However, I do care when a person who made more money in a few days than I will make in my lifetime and who lives in a house that literally is 15 times the size of mine tells me that I am making too much money, and must be forced to pay most of my income in taxes to finance his statist schemes. Moreover, Edwards did not run a campaign in which he outlined how we could eliminate much of the poverty in this country; had he done so, he would have endorsed free market capitalism, which has lifted most Americans from the kind of grinding poverty that was the lot of most people less than a century ago.

Instead, Edwards continually claimed throughout his campaign that free markets were the cause of poverty, and that the only way to end poverty in this country is to destroy businesses, tax people into oblivion, and for government to seize property and throw anyone who resisted into prison. It was a campaign which called for the state to engage in violence against anyone who did not fit into Edwards’ scheme.

In reading the parable in Matthew 25 from which the "good and faithful servant" comes, it is clear that Jesus is not endorsing an all-powerful state. In fact, he is referring to someone who has made the best use of the talents that his master bestowed upon him. But Wallis is not done, as he outdoes himself in the last paragraph of his Edwards lovefest:

The Bible says that a nation will be judged, more than anything else, by how it treats its poorest and most vulnerable. And seldom do we see a political candidate who sounds like a biblical prophet. So I just want to say thank you to John and Elizabeth Edwards. You may not become president this time, but you have been a prophet to the nation and will continue to be.

» Task A
Answer these from the commentary on John Edwards:
(i) How many times the size of the writer's house is the house mentioned in the opening sentence?
(ii) Which chapter of Matthew contains the parable of the "good and faithful servant"?
(iii) Whom does Wallis thank in the last paragraph quoted?
» Task B
In one to three sentences, explain why the commentary on John Edwards says Edwards would have endorsed free market capitalism if he had outlined how to eliminate poverty.
» Task C
Please carry the commentary on John Edwards forward, picking up right after its last sentence.
The material that comes after this point is separate from the commentary on John Edwards.

» Supplied records
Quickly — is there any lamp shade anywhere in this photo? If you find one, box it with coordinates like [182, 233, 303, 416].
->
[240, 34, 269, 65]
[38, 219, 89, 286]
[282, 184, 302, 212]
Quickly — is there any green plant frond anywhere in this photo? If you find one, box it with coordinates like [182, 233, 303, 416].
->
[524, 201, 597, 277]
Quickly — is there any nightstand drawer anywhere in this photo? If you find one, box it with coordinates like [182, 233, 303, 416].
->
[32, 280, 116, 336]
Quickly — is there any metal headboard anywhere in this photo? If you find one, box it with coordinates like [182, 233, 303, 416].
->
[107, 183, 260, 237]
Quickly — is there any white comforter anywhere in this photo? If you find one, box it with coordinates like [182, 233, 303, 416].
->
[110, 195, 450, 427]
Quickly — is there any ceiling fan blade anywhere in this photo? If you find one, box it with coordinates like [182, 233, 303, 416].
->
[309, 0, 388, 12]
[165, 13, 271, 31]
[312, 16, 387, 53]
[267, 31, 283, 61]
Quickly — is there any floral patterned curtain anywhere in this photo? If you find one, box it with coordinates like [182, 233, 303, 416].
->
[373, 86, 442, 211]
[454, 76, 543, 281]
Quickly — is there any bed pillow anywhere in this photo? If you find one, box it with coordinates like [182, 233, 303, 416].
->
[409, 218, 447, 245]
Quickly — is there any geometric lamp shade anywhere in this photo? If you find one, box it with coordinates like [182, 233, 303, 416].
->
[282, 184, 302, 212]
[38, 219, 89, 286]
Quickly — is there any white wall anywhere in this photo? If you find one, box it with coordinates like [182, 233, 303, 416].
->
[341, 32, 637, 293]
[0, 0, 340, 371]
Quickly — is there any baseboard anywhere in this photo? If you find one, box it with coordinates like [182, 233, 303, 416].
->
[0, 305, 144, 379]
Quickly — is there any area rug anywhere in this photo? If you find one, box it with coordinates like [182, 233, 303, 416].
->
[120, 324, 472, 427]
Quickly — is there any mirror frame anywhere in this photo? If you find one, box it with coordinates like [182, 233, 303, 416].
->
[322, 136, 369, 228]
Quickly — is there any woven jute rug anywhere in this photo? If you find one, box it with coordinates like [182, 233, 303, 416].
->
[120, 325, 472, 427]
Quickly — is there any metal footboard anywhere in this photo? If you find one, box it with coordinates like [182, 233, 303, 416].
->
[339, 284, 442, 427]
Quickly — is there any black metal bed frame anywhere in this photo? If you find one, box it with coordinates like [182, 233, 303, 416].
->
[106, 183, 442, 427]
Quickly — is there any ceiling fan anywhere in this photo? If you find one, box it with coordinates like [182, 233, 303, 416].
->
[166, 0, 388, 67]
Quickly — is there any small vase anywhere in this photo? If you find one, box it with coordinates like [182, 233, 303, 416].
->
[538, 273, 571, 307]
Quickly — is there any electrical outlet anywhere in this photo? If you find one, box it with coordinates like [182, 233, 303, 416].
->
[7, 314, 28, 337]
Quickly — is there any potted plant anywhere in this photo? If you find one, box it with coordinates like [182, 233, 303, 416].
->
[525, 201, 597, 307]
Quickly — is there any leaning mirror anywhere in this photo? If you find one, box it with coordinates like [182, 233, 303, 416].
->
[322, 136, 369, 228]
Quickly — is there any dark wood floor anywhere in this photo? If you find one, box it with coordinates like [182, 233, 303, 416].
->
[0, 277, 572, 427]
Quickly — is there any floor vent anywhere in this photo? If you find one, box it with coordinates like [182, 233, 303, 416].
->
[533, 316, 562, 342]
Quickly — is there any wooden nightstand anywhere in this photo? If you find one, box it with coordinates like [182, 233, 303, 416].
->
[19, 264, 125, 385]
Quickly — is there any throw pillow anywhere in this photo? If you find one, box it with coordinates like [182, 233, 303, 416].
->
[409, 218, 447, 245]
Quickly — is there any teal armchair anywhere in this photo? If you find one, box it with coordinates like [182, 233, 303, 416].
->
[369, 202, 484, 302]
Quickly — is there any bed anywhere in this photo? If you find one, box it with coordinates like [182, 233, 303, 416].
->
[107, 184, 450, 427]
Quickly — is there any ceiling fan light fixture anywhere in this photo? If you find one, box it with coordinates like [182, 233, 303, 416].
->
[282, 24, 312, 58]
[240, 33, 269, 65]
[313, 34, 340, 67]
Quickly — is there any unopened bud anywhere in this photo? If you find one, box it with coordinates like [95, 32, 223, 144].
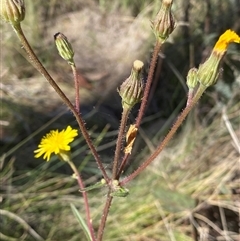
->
[187, 68, 198, 89]
[197, 52, 223, 87]
[119, 60, 143, 109]
[0, 0, 25, 25]
[152, 0, 177, 43]
[54, 33, 74, 65]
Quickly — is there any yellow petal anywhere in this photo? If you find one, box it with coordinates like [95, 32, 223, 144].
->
[213, 29, 240, 52]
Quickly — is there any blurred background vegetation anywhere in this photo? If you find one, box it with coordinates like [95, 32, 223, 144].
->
[0, 0, 240, 241]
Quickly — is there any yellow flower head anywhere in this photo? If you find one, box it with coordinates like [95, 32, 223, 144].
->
[213, 29, 240, 52]
[34, 126, 78, 161]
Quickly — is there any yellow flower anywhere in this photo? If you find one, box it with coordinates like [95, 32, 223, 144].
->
[197, 29, 240, 87]
[34, 126, 78, 161]
[213, 29, 240, 52]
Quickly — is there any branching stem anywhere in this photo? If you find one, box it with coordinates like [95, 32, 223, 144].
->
[68, 161, 96, 241]
[13, 24, 109, 182]
[120, 85, 206, 186]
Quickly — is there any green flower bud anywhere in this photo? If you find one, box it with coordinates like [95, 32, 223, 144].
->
[54, 33, 74, 65]
[152, 0, 177, 43]
[119, 60, 143, 109]
[0, 0, 25, 25]
[197, 52, 223, 87]
[187, 68, 198, 89]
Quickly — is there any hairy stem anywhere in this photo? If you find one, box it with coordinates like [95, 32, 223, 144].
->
[120, 85, 206, 186]
[117, 41, 162, 178]
[112, 108, 130, 180]
[97, 192, 113, 241]
[71, 64, 80, 114]
[68, 161, 96, 241]
[13, 24, 109, 182]
[136, 41, 162, 128]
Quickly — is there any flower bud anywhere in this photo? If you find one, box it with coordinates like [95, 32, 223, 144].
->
[119, 60, 143, 109]
[197, 52, 222, 87]
[54, 33, 74, 65]
[0, 0, 25, 25]
[152, 0, 177, 43]
[187, 68, 198, 89]
[110, 180, 129, 197]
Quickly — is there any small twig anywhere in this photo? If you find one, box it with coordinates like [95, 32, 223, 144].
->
[112, 108, 130, 180]
[12, 23, 109, 182]
[71, 64, 80, 114]
[117, 41, 162, 178]
[68, 161, 96, 241]
[136, 41, 162, 128]
[120, 85, 206, 186]
[97, 189, 113, 241]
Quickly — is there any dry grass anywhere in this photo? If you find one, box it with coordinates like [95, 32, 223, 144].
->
[1, 97, 240, 241]
[0, 0, 240, 241]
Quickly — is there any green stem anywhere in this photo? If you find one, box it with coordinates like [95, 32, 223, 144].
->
[13, 24, 109, 182]
[97, 190, 113, 241]
[120, 85, 207, 186]
[68, 161, 96, 241]
[112, 108, 130, 180]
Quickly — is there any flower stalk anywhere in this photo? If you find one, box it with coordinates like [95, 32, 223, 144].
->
[10, 23, 109, 182]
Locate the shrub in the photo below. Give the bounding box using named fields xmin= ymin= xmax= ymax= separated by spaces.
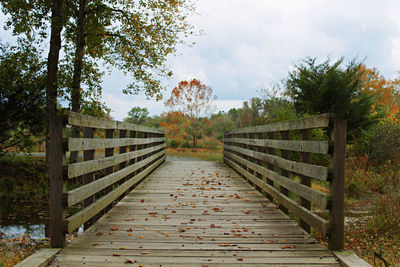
xmin=181 ymin=140 xmax=192 ymax=148
xmin=368 ymin=194 xmax=400 ymax=235
xmin=168 ymin=139 xmax=179 ymax=148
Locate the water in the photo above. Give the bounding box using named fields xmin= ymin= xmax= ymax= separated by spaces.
xmin=0 ymin=202 xmax=49 ymax=239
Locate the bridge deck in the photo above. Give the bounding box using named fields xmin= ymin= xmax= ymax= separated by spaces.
xmin=52 ymin=161 xmax=339 ymax=266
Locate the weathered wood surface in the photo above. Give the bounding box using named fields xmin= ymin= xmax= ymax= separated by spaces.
xmin=52 ymin=161 xmax=340 ymax=266
xmin=230 ymin=114 xmax=333 ymax=134
xmin=15 ymin=248 xmax=61 ymax=267
xmin=222 ymin=138 xmax=329 ymax=154
xmin=67 ymin=111 xmax=164 ymax=134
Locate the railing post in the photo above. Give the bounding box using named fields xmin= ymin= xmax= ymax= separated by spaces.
xmin=328 ymin=118 xmax=346 ymax=250
xmin=48 ymin=116 xmax=65 ymax=248
xmin=299 ymin=129 xmax=311 ymax=233
xmin=82 ymin=127 xmax=96 ymax=230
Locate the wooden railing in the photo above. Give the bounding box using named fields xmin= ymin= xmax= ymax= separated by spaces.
xmin=50 ymin=112 xmax=165 ymax=247
xmin=223 ymin=114 xmax=346 ymax=250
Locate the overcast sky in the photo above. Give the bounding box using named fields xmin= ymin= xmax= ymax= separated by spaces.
xmin=2 ymin=0 xmax=400 ymax=120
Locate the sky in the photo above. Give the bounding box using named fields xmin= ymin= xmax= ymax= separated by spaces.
xmin=0 ymin=0 xmax=400 ymax=120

» Answer A
(i) 15 times
(ii) Matthew 25
(iii) John and Elizabeth Edwards

» Answer B
The commentary says free market capitalism has lifted most Americans out of the grinding poverty that most people faced less than a century ago. So a campaign that truly set out how to end poverty would have supported it.

» Answer C
John Edwards decidedly was not a "prophet," and certainly not in the Biblical sense. A person who spends $400 for a haircut and preens before a mirror does not fit the mode of the prophets of the Bible, who lived in caves, lived on whatever provisions they could find, and spoke out against the sacrifice of babies to the god Moloch (unlike Edwards, who holds that there is nothing wrong to burning unborn children to death via saline abortions). (I cannot imagine the Biblical prophets speaking out in favor of abortion on demand, but in the hyper-shallow spirituality of WallisWorld, I guess that is just fine.)

Edwards based his campaign upon one theme: there should be no connection whatsoever between what one produces and what one consumes. His campaign was not about ending poverty; it was about stirring resentment and making sure that anyone who is productive is labeled an Enemy of the People.

Wallis also conveniently forgot that Edwards voted for the war in Iraq. Furthermore, Edwards voted for the Patriot Act and other such "laws" that have eviscerated any semblance of the rule of law in this country.

There was one candidate in this race who more than anyone else played the role of a prophet. This candidate voted against the Iraq war from the start, and declared (to a round of jeers) in a televised debate that Jesus Christ was "the Prince of Peace," which is more than Edwards ever did.

This candidate also has been prophetic about the state gobbling up and wasting resources and making everyone poorer. And this candidate has been relentless in pointing out that the Federal Reserve System, by being an engine of inflation, has increased the hardships of the poorest among us.

The candidate is Ron Paul, and he is the one candidate that Wallis has systematically ignored. Of course, Paul also believes that government intervention into peaceful activity always makes things worse, as Ludwig von Mises so aptly said many years ago. Paul does not believe that the actions of the state in promoting the welfare state are peaceful, which means, according to Wallis, that he is not sufficiently "progressive."

There is no doubt that the Religious Right which so influenced American politics in the past two decades has lost much of its power, and I believe that is a good thing. A movement that has glorified militarism and unwarranted U.S. invasions of other countries is not a movement that I can support. Moreover, that same Religious Right movement has ignored Ron Paul’s campaign, and Paul is the one candidate who truly has exemplified the good aspects of what we want Christians involved in politics to be. By ignoring Paul, the Religious Right will destroy itself on anti-Biblical principles of the worship of the state and political power.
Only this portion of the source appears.